# 作業指示 1:
バケット・リストについての文章にある一文『やりたいことの数は多ければ多いほど良いと思う。』を英語に訳せ。
# 作業指示 2:
バケット・リストについての文章のうち、「それでは、残り人生でハッピー」から「れたよりも長くなったそうだ。」まで(「れたよりも長くなったそうだ。」を含む)を書き写してください。

# ページ抜粋:
§ §

「バケット・リスト」と
スマイルの力

 それでは、残り人生でハッピーとエンジョイを実現するためにはどうすればいいか。僕がまずおすすめするのは、「バケット・リスト(Bucket List)」、死ぬまでにやり遂げたいことのリストを作成すること。

 趣味、旅行、家族でのイベント、仕事、なんでもいい。やりたいことの数は多ければ多いほど良いと思う。実現に向けての準備や計画、行動が楽しくなり、「余命何年」と落ち込んでいる暇はなくなるはずだ。

 実際、僕の友人に、奥様ががんで余命宣告された際、奥様のバケット・リストを作成し、当時務めていた外資系企業の社長を辞して、夫婦でリストの実現に取り組んだ人がいる。リストは見事コンプリート。そして、なんと奥様の余命は、当初宣告されたよりも長くなったそうだ。

§ §

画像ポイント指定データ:
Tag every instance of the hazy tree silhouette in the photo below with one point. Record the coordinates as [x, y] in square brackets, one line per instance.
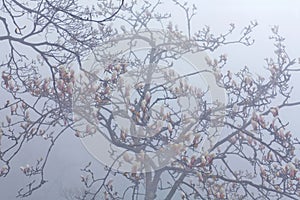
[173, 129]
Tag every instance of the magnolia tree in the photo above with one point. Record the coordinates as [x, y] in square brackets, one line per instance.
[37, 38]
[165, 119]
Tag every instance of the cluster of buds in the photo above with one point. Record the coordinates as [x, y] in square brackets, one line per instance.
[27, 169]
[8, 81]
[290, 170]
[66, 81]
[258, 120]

§ §

# 記述解答 1:
I think the more things you want to do, the better.

# 記述解答 2:
それでは、残り人生でハッピーとエンジョイを実現するためにはどうすればいいか。僕がまずおすすめするのは、「バケット・リスト(Bucket List)」、死ぬまでにやり遂げたいことのリストを作成すること。

 趣味、旅行、家族でのイベント、仕事、なんでもいい。やりたいことの数は多ければ多いほど良いと思う。実現に向けての準備や計画、行動が楽しくなり、「余命何年」と落ち込んでいる暇はなくなるはずだ。

 実際、僕の友人に、奥様ががんで余命宣告された際、奥様のバケット・リストを作成し、当時務めていた外資系企業の社長を辞して、夫婦でリストの実現に取り組んだ人がいる。リストは見事コンプリート。そして、なんと奥様の余命は、当初宣告されたよりも長くなったそうだ。